- [PROVIDED ENTRIES]:
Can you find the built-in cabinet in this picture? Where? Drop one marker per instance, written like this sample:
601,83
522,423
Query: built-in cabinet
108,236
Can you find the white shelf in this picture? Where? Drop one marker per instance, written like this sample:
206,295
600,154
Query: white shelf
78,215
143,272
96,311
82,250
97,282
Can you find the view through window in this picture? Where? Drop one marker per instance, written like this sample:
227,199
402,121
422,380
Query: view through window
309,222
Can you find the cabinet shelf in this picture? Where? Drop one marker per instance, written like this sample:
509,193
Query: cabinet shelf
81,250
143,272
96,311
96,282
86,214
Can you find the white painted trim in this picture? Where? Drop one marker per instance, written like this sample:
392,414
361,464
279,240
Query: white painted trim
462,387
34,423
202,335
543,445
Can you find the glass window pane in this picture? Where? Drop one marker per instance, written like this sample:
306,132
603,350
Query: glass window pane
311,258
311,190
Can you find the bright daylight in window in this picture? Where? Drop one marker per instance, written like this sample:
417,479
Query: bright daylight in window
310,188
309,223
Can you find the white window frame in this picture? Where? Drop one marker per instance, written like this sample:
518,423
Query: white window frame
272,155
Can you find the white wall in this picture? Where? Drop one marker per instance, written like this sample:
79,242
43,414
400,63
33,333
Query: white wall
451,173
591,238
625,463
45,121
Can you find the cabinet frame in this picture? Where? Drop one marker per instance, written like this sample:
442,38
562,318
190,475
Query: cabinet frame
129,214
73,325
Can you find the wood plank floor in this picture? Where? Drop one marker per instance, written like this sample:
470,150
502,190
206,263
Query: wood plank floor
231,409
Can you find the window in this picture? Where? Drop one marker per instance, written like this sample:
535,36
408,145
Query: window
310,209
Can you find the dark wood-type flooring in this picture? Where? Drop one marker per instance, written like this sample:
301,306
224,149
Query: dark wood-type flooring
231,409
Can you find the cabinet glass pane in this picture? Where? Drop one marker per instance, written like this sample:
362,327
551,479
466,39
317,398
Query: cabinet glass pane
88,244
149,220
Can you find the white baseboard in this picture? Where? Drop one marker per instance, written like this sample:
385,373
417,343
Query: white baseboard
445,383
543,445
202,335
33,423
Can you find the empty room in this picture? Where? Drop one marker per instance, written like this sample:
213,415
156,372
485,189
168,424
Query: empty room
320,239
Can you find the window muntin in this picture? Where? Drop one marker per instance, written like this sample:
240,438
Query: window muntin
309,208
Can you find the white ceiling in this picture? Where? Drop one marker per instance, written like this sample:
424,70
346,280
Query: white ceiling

- [GOAL]: Copy all of the entries above word for word, keeping every line in its original order.

- [RESULT OF THE TASK]:
Can you find the built-in cabinet in this picture? Where? Drop one marker per instance, written like this sample:
601,83
522,423
Query: built-in cabinet
108,236
Can you find the white shelf in this picture? Where? Drop one marker per instance, written like this sample:
206,295
600,154
Query: white shelf
78,215
143,272
96,311
82,250
97,282
Can you find the view through window in this picture? Where? Drop one marker per instance, written like this sample:
227,199
402,121
422,380
Query: view through window
309,222
Can you find the cabinet shelf in this picture? Where? Drop one marker per instance, written like this sample:
509,193
Query: cabinet shelf
81,250
143,272
96,311
96,282
86,214
Can you find the white painted trim in this picture? Where? Drop one marker per instance, written like this sample:
392,414
361,464
279,240
Query: white painted trim
462,387
34,423
202,335
543,445
Can you find the glass window pane in this picture? Where? Drop one marker per instance, written like this sample:
306,132
603,350
Query: glass window pane
311,258
311,190
Can you find the bright daylight in window in this picture? Where? Drop one marker per instance, written like this sample:
417,479
Query: bright daylight in window
310,188
309,223
Can you find the white window frame in this picture? Where? Drop one marker per instance, written like this sample:
518,423
Query: white window frame
272,155
Can you find the white wall in this picture? Where? Drop one marker per instance, written like this sample:
79,242
43,414
400,63
33,333
Query: white wall
451,173
591,238
625,463
45,121
Can you find the cabinet frame in this picture? Where? Drop one marker per instance, written like this sample:
442,38
562,318
190,475
Query: cabinet frame
129,214
73,325
Can you find the wood plank floor in this picture? Where? Drop one marker per instance, written like this sample:
470,150
502,190
206,263
Query: wood plank floor
231,409
Can you find the window in this picture? Where? Drop one marker per instance, written like this sample:
535,36
408,145
Query: window
310,209
Can you find the dark wood-type flooring in this picture? Where? Drop one marker per instance, written like this sample:
301,306
224,149
Query: dark wood-type flooring
231,409
Can you find the cabinet glass pane in this picture? Where? Drop one marker per instance, written like this sample:
362,327
551,479
466,39
317,398
Query: cabinet glass pane
88,244
149,220
Can you find the white baseboard in this picture? Where? Drop one marker per instance, written like this sample:
385,373
417,343
Query: white baseboard
445,383
543,445
202,335
33,423
Can you find the empty room in this picture? Where? Drop one marker per instance, written like this sample:
213,415
156,372
485,189
168,424
Query: empty room
320,239
Can you find the window muntin in this picture? Where? Drop one marker per instance, written like this sample:
240,438
Query: window muntin
309,208
Can you find the white ceiling in this picture? Where? Drop one marker per instance, written like this sample:
424,70
346,280
Query: white ceiling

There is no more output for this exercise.